| Given problem |
Pick out each line in the material below that contains the word "rooster", and list those lines as they appear.

[start]

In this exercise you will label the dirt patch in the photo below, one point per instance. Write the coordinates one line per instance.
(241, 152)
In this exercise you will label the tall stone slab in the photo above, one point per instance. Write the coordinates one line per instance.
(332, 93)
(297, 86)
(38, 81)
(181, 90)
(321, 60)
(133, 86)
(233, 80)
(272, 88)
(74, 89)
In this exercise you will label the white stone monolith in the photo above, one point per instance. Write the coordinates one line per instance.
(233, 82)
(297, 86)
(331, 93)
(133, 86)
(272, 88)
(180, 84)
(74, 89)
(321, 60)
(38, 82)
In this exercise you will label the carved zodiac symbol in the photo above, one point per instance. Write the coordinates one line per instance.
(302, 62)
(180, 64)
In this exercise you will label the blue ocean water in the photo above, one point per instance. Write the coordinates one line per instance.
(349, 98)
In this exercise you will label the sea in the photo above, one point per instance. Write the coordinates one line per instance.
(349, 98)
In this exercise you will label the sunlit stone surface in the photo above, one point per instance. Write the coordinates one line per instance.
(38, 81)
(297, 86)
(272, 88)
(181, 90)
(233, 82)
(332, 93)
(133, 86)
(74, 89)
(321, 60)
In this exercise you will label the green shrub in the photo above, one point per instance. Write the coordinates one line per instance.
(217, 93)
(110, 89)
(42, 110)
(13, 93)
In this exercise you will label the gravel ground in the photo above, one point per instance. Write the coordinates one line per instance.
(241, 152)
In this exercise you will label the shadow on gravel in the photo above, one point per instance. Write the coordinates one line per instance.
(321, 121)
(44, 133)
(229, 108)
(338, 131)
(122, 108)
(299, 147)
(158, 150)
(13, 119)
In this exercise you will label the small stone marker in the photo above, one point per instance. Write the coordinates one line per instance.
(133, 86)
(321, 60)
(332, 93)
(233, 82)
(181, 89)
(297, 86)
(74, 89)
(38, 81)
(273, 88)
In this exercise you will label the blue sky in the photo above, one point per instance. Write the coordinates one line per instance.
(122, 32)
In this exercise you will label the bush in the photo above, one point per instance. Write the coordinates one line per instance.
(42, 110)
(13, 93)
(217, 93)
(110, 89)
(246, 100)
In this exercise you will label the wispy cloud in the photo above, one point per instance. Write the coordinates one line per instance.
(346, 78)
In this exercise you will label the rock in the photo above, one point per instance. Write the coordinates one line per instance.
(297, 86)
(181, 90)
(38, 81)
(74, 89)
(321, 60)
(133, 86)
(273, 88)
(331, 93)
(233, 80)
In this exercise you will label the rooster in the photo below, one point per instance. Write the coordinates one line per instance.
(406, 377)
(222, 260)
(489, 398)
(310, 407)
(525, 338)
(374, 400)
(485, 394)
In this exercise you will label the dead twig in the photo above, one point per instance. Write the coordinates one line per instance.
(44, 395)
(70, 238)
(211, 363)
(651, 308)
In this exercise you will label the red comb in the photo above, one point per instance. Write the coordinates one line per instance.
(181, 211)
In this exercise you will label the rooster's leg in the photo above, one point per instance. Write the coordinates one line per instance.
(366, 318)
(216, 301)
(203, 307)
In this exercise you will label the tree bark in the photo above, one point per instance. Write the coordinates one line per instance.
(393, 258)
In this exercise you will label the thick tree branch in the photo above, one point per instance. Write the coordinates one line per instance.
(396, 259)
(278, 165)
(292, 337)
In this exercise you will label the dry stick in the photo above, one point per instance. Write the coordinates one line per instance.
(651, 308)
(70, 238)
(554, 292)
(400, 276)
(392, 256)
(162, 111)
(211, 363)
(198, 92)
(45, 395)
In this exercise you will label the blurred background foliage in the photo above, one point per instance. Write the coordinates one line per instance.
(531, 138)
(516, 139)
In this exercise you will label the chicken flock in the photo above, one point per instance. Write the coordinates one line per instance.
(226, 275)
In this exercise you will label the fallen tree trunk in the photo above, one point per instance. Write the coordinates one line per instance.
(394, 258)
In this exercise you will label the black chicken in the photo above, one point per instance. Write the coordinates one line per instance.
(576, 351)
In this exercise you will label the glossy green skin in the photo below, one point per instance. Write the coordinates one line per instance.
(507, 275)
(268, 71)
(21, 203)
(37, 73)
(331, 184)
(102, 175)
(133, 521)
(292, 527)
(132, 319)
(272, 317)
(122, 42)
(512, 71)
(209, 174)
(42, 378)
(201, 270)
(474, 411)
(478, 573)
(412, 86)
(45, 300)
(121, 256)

[end]
[start]

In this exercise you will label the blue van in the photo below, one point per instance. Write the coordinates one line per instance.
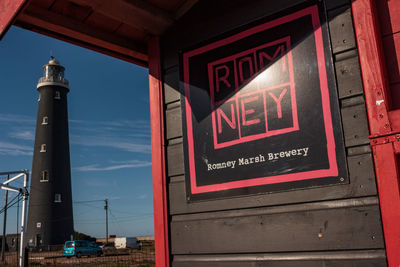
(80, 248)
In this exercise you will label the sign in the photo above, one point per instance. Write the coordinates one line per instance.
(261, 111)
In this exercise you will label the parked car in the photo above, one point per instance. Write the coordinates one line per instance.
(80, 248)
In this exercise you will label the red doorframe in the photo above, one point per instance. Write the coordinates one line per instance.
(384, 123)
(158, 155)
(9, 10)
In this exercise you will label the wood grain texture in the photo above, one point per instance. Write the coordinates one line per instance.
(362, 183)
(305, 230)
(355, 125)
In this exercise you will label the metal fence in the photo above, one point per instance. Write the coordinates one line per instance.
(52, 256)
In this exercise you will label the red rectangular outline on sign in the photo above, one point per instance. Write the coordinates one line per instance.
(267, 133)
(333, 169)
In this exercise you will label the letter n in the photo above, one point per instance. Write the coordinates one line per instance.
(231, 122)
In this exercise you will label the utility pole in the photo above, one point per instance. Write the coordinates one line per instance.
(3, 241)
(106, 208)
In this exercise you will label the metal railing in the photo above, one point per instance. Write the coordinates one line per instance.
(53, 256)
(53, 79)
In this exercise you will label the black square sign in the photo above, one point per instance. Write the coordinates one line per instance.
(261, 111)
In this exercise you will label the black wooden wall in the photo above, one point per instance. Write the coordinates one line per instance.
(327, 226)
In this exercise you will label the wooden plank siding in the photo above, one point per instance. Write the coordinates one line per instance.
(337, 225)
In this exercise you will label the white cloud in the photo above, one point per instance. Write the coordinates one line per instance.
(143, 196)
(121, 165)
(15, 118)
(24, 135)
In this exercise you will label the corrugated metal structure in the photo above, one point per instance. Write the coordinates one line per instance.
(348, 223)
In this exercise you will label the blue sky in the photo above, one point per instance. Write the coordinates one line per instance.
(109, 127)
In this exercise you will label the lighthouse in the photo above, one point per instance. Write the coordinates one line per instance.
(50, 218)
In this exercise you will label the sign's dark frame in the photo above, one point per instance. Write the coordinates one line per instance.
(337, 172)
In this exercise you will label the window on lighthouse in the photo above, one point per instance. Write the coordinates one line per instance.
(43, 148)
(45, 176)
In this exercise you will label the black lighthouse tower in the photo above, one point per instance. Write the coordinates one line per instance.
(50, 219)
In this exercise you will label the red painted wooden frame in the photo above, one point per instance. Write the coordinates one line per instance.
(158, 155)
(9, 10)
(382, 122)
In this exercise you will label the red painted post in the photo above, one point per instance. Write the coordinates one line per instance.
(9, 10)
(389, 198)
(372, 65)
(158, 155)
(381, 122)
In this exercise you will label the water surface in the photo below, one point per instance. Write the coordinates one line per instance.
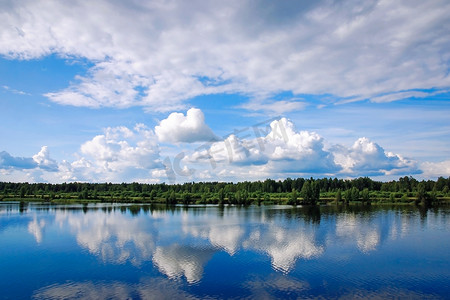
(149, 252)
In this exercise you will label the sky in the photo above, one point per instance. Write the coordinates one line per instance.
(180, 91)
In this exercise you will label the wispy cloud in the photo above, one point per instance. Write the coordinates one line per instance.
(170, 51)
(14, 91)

[end]

| Finished exercise |
In this exercise you will label the rooster in the photo below, one point per instance. Write the coordinates one line per instance.
In this exercise you will label the rooster's leg in the photo above, one point per instance. Write the coordinates one line per instance.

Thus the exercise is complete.